## SOURCE DOCUMENT
######

* [RFC PATCH] samples/damon/mtier: handle damon_start() failure
@ 2026-06-09 0:54 SeongJae Park
2026-06-09 1:06 ` sashiko-bot
0 siblings, 1 reply; 4+ messages in thread
From: SeongJae Park @ 2026-06-09 0:54 UTC (permalink / raw)
Cc: SeongJae Park, # 6 . 16 . x, Andrew Morton, damon, linux-kernel,
linux-mm
damon_sample_mtier_start() callers assume it will clean up resources
when it fails. And the function does the cleanup for context buildup
failures. However, it is not doing the cleanup for damon_start()
failure.
As a result, when damon_start() fails, it could leak the memory for
DAMON context. Also, if damon_start() fails for only the second
context, the first context will indefinitely run, and avoid starting
other DAMON contexts since it is running in the exclusive mode. Stop
possibly started DAMON context and free the contexts in case of the
failure to fix the issues.

######

Items listed in a dataset:

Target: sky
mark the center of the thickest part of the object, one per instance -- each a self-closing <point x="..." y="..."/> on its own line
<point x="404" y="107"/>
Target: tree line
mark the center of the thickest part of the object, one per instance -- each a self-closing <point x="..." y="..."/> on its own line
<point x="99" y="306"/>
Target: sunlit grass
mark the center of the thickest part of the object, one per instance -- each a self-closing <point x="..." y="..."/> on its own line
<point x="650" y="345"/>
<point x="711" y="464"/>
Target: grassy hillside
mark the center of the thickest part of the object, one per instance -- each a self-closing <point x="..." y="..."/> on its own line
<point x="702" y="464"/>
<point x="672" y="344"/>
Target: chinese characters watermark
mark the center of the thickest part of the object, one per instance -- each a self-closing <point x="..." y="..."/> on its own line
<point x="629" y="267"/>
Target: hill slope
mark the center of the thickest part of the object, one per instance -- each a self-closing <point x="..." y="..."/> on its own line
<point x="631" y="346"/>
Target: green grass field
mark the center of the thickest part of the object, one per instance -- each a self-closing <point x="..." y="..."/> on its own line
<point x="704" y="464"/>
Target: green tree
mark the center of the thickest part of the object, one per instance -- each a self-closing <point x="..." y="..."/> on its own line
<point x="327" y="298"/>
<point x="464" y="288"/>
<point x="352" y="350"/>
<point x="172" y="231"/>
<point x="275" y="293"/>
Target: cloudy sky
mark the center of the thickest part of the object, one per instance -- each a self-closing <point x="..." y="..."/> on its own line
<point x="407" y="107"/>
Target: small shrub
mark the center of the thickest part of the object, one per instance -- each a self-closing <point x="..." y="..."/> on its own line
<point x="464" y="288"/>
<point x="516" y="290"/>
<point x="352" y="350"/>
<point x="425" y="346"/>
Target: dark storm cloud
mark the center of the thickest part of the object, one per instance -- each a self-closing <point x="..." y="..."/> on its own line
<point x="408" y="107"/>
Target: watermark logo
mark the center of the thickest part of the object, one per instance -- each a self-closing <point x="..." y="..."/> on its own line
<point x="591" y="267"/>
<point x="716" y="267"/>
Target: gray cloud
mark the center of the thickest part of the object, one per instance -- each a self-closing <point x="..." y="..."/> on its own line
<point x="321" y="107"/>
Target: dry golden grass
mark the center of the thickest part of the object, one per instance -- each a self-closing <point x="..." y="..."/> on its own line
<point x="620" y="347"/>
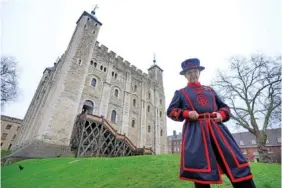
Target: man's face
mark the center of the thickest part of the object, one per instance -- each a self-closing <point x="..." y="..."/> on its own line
<point x="192" y="75"/>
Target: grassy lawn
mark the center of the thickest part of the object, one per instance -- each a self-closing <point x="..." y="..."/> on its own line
<point x="5" y="152"/>
<point x="157" y="171"/>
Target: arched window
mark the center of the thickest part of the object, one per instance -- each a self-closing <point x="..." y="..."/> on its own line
<point x="113" y="116"/>
<point x="93" y="82"/>
<point x="88" y="107"/>
<point x="116" y="92"/>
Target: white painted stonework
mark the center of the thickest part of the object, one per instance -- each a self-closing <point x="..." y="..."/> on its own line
<point x="66" y="86"/>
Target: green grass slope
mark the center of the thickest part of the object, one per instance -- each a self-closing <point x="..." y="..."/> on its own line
<point x="157" y="171"/>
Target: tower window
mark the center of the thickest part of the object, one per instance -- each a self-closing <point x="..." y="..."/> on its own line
<point x="113" y="116"/>
<point x="93" y="82"/>
<point x="116" y="92"/>
<point x="8" y="126"/>
<point x="4" y="136"/>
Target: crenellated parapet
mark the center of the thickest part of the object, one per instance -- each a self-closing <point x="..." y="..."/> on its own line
<point x="120" y="61"/>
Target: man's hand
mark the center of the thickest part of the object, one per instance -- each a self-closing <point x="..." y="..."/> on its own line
<point x="218" y="117"/>
<point x="193" y="115"/>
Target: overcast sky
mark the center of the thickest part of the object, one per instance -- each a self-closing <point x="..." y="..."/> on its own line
<point x="37" y="32"/>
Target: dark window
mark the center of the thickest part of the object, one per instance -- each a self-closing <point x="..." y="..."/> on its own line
<point x="94" y="82"/>
<point x="116" y="93"/>
<point x="113" y="116"/>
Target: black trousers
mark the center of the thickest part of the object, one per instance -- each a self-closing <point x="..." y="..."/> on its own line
<point x="243" y="184"/>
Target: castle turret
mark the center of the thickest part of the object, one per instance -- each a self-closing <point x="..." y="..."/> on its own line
<point x="156" y="73"/>
<point x="60" y="109"/>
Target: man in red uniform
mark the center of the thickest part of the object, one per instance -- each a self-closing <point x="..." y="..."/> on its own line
<point x="208" y="148"/>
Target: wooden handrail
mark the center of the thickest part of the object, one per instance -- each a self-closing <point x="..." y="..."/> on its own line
<point x="119" y="136"/>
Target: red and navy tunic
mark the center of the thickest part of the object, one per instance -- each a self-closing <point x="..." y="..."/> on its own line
<point x="208" y="147"/>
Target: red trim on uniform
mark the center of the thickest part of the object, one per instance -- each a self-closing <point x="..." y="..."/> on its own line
<point x="214" y="102"/>
<point x="205" y="148"/>
<point x="175" y="113"/>
<point x="188" y="99"/>
<point x="225" y="108"/>
<point x="178" y="114"/>
<point x="223" y="115"/>
<point x="224" y="160"/>
<point x="172" y="112"/>
<point x="201" y="181"/>
<point x="230" y="150"/>
<point x="195" y="84"/>
<point x="185" y="114"/>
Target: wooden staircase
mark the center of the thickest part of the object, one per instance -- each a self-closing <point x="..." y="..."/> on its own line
<point x="93" y="136"/>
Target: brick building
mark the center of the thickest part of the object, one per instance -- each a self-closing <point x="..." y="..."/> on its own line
<point x="245" y="140"/>
<point x="9" y="130"/>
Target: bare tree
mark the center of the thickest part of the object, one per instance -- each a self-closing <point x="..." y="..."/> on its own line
<point x="252" y="89"/>
<point x="9" y="80"/>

######

## WHAT TO WORK ON
• A. Based on the patch note about damon_start() failure, why would a first DAMON context that keeps running stop other DAMON contexts from starting? Answer in one to three sentences.
• B. Reproduce the part of the patch note starting with "Cc: SeongJae Park, #" and going on through "fix the issues.".
• C. Write what follows next in the patch note on the damon_start() failure, picking up after its last sentence.

## RESPONSES FOR EACH TASK
• A. The first context runs in exclusive mode. If damon_start() fails only for the second context, the first keeps running indefinitely and, because it is exclusive, keeps other DAMON contexts from starting.

• B.
Cc: SeongJae Park, # 6 . 16 . x, Andrew Morton, damon, linux-kernel,
linux-mm
damon_sample_mtier_start() callers assume it will clean up resources
when it fails. And the function does the cleanup for context buildup
failures. However, it is not doing the cleanup for damon_start()
failure.
As a result, when damon_start() fails, it could leak the memory for
DAMON context. Also, if damon_start() fails for only the second
context, the first context will indefinitely run, and avoid starting
other DAMON contexts since it is running in the exclusive mode. Stop
possibly started DAMON context and free the contexts in case of the
failure to fix the issues.

• C.
Note that the issue can reliably be reproduced because the module calls
damon_start() in the exclusive mode. For example,
$ sudo damo start
$ echo Y | sudo tee /sys/module/damon_sample_mtier/parameters/enabled
$ sudo cat /proc/allocinfo | grep damon_new_ctx
Because the first command is running another DAMON instance, the second
command fails the damon_start() call because the new DAMON instance
cannot exclusively run. And without this fix, by repeating the second
and the third commands above, we can show the memory consumption is only
increasing due to the leaks. It requires the sudo permission though.
The issue was discovered [1] by Sashiko.
[1] https://lore.kernel.org/20260608112455.274231F00893@smtp.kernel.org
Fixes: 82a08bde3cf7 ("samples/damon: implement a DAMON module for memory tiering")
Cc: <stable@vger.kernel.org> # 6.16.x
Signed-off-by: SeongJae Park <sj@kernel.org>
---
samples/damon/mtier.c | 11 ++++++++++-
1 file changed, 10 insertions(+), 1 deletion(-)
diff --git a/samples/damon/mtier.c b/samples/damon/mtier.c
index eb1143de8df17..66b591f2180fa 100644
--- a/samples/damon/mtier.c
+++ b/samples/damon/mtier.c
@@ -174,6 +174,7 @@ static struct damon_ctx *damon_sample_mtier_build_ctx(bool promote)
static int damon_sample_mtier_start(void)
{
struct damon_ctx *ctx;
+ int err;
ctx = damon_sample_mtier_build_ctx(true);
if (!ctx)
@@ -185,7 +186,15 @@ static int damon_sample_mtier_start(void)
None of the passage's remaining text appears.